GIVEN INSTRUCTION:
Reproduce word for word the entries below, from the line containing "In the photograph above, where can the brown rock" through the end of the entries, inclusive.

DATA PROVIDED:
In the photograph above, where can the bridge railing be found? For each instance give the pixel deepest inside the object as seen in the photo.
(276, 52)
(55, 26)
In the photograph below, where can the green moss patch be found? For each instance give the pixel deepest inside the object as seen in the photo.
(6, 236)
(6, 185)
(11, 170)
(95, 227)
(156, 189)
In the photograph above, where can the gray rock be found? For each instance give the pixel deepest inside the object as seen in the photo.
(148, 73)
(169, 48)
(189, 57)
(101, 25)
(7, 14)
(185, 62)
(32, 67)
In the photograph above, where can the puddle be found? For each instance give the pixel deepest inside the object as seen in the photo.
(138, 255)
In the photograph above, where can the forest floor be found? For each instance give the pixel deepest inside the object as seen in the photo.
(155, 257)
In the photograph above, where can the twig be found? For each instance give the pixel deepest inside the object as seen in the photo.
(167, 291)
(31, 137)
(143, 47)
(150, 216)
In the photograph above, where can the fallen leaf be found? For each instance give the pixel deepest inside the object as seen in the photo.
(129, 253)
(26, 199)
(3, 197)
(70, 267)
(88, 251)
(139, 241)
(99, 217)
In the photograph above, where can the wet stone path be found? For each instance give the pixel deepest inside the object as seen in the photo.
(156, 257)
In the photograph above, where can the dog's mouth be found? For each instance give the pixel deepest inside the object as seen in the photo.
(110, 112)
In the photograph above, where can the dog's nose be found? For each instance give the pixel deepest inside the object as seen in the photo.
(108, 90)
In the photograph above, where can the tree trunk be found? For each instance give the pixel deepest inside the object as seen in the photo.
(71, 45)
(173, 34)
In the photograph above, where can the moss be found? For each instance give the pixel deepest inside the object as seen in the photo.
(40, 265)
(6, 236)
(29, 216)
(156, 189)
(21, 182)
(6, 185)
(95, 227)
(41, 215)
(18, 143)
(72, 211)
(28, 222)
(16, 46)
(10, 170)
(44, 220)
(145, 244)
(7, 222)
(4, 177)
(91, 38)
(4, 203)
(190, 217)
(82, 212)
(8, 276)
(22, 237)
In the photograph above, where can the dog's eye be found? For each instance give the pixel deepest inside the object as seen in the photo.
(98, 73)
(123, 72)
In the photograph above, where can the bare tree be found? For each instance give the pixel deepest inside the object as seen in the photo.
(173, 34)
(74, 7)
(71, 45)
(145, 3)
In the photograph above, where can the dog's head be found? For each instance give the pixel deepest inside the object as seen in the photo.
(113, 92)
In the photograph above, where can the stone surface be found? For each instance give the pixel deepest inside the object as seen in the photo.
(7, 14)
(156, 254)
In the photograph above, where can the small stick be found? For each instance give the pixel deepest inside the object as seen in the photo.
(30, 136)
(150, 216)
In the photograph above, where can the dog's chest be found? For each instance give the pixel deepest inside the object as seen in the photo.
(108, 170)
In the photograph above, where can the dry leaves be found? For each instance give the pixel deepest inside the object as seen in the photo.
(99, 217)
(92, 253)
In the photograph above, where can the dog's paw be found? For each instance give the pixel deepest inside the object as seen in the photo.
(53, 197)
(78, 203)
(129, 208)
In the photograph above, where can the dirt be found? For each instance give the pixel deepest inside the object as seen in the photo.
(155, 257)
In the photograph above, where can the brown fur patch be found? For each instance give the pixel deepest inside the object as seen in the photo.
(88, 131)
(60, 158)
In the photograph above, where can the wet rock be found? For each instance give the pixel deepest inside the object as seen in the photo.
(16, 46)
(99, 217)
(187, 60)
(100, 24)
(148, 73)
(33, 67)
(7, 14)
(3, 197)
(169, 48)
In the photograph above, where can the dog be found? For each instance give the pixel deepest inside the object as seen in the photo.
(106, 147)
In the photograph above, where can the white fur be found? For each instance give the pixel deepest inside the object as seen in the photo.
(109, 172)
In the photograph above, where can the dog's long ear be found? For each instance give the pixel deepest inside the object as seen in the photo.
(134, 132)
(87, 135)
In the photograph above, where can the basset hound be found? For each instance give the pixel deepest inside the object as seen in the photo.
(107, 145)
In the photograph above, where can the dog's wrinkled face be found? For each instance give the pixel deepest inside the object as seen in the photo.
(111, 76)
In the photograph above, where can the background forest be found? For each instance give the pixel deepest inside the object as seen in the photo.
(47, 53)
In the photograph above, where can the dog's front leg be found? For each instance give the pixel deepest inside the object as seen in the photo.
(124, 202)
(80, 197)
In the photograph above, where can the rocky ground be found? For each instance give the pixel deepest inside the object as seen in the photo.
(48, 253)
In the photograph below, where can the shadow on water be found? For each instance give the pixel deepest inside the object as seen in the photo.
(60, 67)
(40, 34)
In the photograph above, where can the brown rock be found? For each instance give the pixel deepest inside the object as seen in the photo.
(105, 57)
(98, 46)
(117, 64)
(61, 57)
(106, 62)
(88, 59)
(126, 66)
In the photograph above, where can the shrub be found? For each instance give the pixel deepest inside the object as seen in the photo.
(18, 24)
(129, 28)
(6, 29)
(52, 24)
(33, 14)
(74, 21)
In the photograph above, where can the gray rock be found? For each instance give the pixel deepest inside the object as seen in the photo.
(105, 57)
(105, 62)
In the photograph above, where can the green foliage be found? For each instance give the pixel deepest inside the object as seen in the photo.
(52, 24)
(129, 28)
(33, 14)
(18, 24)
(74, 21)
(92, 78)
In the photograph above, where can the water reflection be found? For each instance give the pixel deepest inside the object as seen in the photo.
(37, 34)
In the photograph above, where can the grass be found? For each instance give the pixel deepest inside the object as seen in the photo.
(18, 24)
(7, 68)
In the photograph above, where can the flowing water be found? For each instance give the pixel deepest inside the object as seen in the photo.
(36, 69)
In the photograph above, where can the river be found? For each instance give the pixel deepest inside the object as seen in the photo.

THE OUTPUT:
In the photograph above, where can the brown rock be found? For each instance give the pixel deepest inside the object as seen in the photo.
(105, 57)
(98, 46)
(117, 64)
(61, 57)
(106, 62)
(88, 59)
(126, 66)
In the photograph above, where can the shrub be found? For each instance give the pixel deepest inside the object as seen in the photo.
(18, 24)
(129, 28)
(6, 29)
(52, 24)
(33, 14)
(74, 21)
In the photograph above, where can the gray rock be found? For each instance give the pixel deepest inside the object as seen in the photo.
(105, 57)
(105, 62)
In the photograph above, where can the green foliage be found? For each instance give the pixel deepest inside the object as seen in the photo.
(52, 24)
(129, 28)
(33, 14)
(18, 24)
(74, 21)
(92, 78)
In the photograph above, where can the water reflection be found? For each instance give the pixel deepest inside the object as seen in the photo.
(37, 34)
In the photograph above, where can the grass be found? For each instance give the pixel deepest inside the object as seen in the photo.
(18, 24)
(7, 68)
In the photograph above, where can the flowing water be found? For each instance give the pixel deepest inside the object as seen in the photo.
(36, 69)
In the photograph above, where can the river be found? For each instance give the pixel deepest inside the object as seen in the photo.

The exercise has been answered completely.